======== Excerpt

Traditional Approach Odecast Approach
🔴 Manual reduction to first-order ✅ Automatic order inference
🔴 Error-prone variable ordering ✅ Named variables with clear semantics
🔴 Complex system setup ✅ Write equations as they appear in papers
🔴 Lost connection to original math ✅ Maintains mathematical clarity
🔴 Vector systems are nightmares u.d(2) + u = 0 for vector ODEs

🚀 Quick Start

pip install odecast

30-Second Example: Damped harmonic oscillator

from odecast import var, Eq, solve

# Write the equation exactly as it appears in your textbook
y = var("y")
equation = Eq(y.d(2) + 0.3*y.d() + y, 0)

# Solve it (automatically converts to first-order system)
solution = solve(
    equation, 
    ivp={y: 1.0, y.d(): 0.0},  # y(0)=1, y'(0)=0
    tspan=(0, 10)
)

# Get results
import matplotlib.pyplot as plt
plt.plot(solution.t, solution[y])

================

▶ _Work to be completed_
Return the odecast excerpt from "# Write the" to "tspan=(0, 10)", copied word for word. The listing that comes next has no role in this work.

======== Recorded data

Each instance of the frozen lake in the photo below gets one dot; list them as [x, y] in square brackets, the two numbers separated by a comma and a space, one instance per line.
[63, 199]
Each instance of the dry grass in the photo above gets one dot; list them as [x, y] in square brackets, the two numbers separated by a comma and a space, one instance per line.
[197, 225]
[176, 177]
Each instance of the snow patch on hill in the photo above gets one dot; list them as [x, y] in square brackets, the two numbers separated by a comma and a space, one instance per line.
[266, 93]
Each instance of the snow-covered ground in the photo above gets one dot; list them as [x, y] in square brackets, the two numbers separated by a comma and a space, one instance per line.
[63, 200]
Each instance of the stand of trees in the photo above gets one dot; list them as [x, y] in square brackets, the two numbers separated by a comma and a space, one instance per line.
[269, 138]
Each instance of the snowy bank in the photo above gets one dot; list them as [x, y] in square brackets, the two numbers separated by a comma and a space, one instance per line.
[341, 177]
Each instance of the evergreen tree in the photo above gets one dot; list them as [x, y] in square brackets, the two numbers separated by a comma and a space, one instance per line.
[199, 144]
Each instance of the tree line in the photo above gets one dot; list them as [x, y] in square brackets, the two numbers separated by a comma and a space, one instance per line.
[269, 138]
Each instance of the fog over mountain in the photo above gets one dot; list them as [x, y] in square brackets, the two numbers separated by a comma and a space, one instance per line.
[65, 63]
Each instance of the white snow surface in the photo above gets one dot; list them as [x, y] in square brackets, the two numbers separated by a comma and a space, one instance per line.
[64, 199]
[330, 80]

================

▶ _Problem solution_
# Write the equation exactly as it appears in your textbook
y = var("y")
equation = Eq(y.d(2) + 0.3*y.d() + y, 0)

# Solve it (automatically converts to first-order system)
solution = solve(
    equation, 
    ivp={y: 1.0, y.d(): 0.0},  # y(0)=1, y'(0)=0
    tspan=(0, 10)